Records contained in a dataset:
::::::::

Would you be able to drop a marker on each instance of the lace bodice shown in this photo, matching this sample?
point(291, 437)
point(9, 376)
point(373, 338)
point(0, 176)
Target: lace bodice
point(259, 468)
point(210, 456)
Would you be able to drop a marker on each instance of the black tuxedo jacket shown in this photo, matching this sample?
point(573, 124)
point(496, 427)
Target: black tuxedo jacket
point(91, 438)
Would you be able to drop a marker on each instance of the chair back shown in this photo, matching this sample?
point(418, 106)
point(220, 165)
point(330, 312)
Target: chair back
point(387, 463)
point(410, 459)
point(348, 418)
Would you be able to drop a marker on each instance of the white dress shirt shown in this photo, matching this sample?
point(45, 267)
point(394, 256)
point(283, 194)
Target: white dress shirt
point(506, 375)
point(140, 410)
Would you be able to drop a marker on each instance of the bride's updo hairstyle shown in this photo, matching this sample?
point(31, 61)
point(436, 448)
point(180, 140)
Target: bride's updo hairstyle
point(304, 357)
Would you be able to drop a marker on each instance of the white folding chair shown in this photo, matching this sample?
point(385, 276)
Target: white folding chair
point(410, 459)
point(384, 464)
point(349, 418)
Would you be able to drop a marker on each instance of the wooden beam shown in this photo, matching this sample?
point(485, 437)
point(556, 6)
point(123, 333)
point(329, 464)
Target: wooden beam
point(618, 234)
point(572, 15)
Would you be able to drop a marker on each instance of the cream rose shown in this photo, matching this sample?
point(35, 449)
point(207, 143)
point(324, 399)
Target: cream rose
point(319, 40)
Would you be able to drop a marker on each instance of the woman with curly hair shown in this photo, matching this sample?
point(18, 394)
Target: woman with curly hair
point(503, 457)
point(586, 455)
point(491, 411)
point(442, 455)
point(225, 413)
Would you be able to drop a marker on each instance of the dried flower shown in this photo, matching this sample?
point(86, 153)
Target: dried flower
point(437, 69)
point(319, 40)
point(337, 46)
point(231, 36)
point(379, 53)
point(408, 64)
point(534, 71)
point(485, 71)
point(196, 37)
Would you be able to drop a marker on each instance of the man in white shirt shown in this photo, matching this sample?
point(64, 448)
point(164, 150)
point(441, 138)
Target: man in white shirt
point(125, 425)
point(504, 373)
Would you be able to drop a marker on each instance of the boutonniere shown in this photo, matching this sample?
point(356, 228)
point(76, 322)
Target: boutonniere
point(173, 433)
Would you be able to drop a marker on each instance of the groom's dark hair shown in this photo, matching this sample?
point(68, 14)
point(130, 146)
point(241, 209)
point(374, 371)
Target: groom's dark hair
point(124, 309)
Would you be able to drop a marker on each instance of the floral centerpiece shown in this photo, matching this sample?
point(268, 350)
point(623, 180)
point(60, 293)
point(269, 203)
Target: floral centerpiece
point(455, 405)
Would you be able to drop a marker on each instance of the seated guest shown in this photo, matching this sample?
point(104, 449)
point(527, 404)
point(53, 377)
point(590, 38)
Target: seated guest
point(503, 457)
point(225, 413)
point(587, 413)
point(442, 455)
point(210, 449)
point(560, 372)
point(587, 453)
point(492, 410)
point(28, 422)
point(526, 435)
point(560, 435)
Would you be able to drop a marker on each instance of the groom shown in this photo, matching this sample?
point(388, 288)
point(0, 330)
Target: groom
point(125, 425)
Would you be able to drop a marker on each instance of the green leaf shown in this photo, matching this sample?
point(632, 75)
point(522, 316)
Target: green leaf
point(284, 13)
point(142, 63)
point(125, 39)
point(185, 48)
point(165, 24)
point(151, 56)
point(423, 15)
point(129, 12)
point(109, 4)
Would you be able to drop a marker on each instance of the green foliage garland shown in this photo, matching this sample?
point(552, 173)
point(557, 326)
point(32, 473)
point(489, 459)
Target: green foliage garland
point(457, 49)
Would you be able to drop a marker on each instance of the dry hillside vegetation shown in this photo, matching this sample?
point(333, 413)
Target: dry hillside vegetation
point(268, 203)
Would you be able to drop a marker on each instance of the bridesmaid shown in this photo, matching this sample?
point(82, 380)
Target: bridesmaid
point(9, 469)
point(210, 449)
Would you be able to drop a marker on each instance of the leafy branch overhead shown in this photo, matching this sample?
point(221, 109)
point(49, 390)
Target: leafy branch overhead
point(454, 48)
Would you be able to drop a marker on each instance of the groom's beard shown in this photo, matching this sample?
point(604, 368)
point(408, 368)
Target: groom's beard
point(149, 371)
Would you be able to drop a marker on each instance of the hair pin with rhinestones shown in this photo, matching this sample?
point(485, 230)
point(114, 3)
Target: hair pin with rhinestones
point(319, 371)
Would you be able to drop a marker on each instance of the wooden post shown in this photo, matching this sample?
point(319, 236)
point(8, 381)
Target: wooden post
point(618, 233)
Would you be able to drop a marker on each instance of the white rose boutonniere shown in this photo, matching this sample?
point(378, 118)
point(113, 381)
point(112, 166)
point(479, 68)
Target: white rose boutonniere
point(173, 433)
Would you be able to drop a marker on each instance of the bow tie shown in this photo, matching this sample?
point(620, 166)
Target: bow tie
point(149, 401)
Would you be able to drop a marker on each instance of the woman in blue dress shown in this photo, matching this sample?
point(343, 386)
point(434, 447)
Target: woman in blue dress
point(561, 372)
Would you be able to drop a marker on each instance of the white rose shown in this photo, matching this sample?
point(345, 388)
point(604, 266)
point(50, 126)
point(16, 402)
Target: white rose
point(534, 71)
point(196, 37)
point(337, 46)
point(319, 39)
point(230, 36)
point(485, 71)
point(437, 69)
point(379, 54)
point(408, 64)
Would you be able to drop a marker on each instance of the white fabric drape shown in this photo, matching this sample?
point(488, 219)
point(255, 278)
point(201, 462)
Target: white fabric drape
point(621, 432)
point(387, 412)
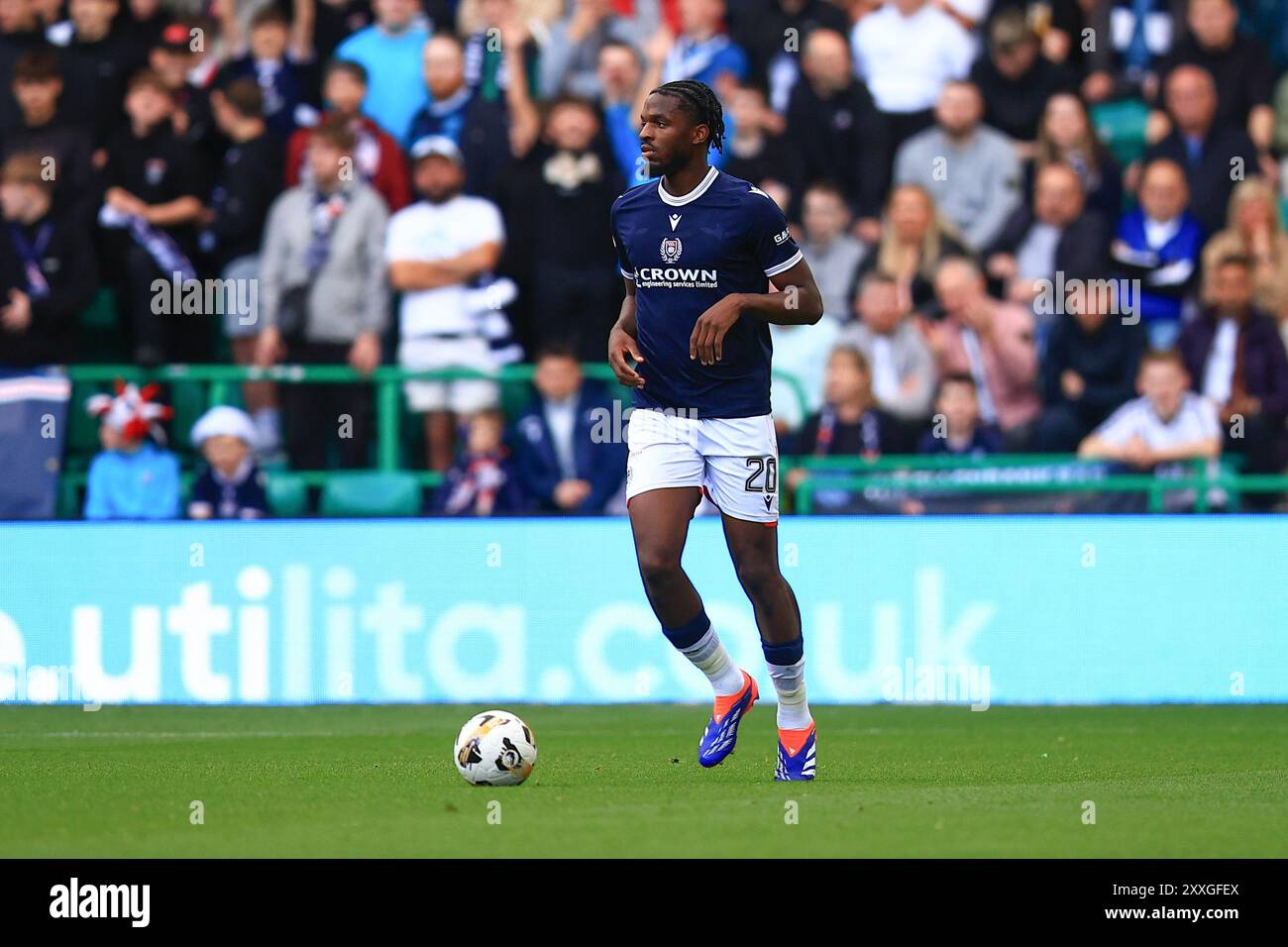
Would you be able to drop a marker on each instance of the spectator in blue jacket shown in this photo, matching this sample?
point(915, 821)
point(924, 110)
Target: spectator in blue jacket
point(1159, 244)
point(134, 476)
point(567, 464)
point(483, 480)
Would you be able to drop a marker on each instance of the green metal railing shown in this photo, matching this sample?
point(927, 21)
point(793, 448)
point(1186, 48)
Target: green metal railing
point(1063, 474)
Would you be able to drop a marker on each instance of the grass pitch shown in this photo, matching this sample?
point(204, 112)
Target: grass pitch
point(623, 781)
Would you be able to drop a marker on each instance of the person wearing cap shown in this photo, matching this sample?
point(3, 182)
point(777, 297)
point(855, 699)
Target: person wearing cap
point(134, 476)
point(436, 249)
point(278, 54)
point(480, 127)
point(231, 486)
point(323, 299)
point(47, 268)
point(1016, 80)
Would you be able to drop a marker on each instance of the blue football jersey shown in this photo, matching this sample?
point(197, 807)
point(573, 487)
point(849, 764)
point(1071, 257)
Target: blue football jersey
point(684, 254)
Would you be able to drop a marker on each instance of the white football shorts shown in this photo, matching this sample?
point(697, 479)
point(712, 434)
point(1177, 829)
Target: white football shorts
point(733, 460)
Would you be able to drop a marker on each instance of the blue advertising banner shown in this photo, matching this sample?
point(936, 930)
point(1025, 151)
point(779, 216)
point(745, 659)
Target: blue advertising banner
point(974, 611)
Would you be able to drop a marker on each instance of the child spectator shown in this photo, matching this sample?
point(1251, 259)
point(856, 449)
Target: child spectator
point(134, 476)
point(850, 423)
point(957, 428)
point(903, 368)
point(279, 58)
point(483, 480)
point(1166, 424)
point(566, 463)
point(231, 486)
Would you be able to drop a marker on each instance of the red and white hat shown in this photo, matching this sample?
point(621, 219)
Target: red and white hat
point(132, 412)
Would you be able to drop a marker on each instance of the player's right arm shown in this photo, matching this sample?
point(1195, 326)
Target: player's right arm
point(623, 342)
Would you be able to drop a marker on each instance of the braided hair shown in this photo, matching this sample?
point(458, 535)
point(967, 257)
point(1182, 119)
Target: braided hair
point(700, 103)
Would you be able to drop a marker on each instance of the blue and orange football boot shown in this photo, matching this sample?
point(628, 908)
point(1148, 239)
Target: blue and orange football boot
point(795, 755)
point(721, 733)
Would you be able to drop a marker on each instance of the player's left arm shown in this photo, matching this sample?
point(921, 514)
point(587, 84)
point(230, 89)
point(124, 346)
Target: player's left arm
point(797, 303)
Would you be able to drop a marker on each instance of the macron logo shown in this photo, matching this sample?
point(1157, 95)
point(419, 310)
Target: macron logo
point(101, 900)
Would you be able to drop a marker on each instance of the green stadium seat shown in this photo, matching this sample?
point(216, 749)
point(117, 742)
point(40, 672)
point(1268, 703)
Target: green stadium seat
point(287, 495)
point(1121, 127)
point(372, 493)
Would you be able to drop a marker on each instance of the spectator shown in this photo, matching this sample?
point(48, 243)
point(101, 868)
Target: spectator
point(906, 52)
point(436, 252)
point(902, 368)
point(151, 209)
point(338, 20)
point(1209, 153)
point(1059, 235)
point(496, 69)
point(1087, 369)
point(1256, 231)
point(97, 62)
point(390, 52)
point(969, 169)
point(47, 268)
point(1239, 67)
point(758, 150)
point(990, 342)
point(376, 157)
point(570, 59)
point(279, 58)
point(837, 132)
point(134, 476)
point(802, 352)
point(174, 59)
point(566, 464)
point(1138, 35)
point(483, 482)
point(913, 241)
point(1237, 360)
point(958, 427)
point(231, 486)
point(1016, 80)
point(1158, 244)
point(562, 191)
point(763, 29)
point(850, 424)
point(232, 226)
point(1068, 137)
point(38, 86)
point(322, 292)
point(623, 85)
point(703, 50)
point(478, 127)
point(833, 256)
point(1166, 425)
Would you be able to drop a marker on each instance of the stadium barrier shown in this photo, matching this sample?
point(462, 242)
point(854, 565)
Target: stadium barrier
point(885, 476)
point(962, 611)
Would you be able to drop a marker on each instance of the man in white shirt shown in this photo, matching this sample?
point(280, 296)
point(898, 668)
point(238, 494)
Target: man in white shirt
point(1168, 424)
point(436, 249)
point(906, 52)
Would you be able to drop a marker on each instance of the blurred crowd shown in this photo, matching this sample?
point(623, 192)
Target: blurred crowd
point(428, 183)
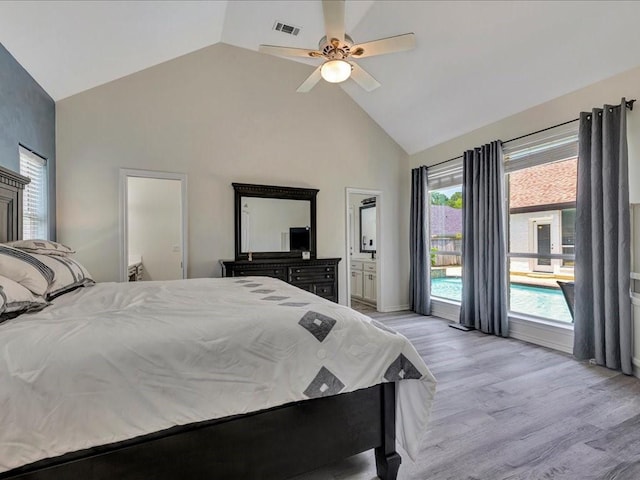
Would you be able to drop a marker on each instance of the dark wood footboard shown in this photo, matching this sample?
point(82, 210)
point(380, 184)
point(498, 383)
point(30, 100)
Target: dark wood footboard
point(271, 444)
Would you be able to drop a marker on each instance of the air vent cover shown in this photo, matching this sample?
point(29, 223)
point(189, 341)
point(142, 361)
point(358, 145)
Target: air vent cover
point(285, 28)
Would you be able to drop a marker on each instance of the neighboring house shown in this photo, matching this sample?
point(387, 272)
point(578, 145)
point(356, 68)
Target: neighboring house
point(542, 206)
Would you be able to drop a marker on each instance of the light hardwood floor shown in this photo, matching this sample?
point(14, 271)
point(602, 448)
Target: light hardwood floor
point(509, 410)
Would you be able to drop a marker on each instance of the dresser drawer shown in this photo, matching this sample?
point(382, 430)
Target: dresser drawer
point(311, 274)
point(325, 290)
point(264, 272)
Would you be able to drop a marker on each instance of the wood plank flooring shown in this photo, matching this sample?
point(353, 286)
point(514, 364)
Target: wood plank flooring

::::::::

WORK ORDER: Taking the entries above, restate exactly those lines that fall between the line with "point(1268, 703)" and the line with "point(101, 868)", keeping both of those lines too.

COMPLETED EXERCISE:
point(1268, 703)
Target: green stadium seat
point(287, 495)
point(1121, 127)
point(372, 493)
Would you be able to drop a marker on each instance of the spectator shown in this photo, matching this sample?
point(48, 243)
point(101, 868)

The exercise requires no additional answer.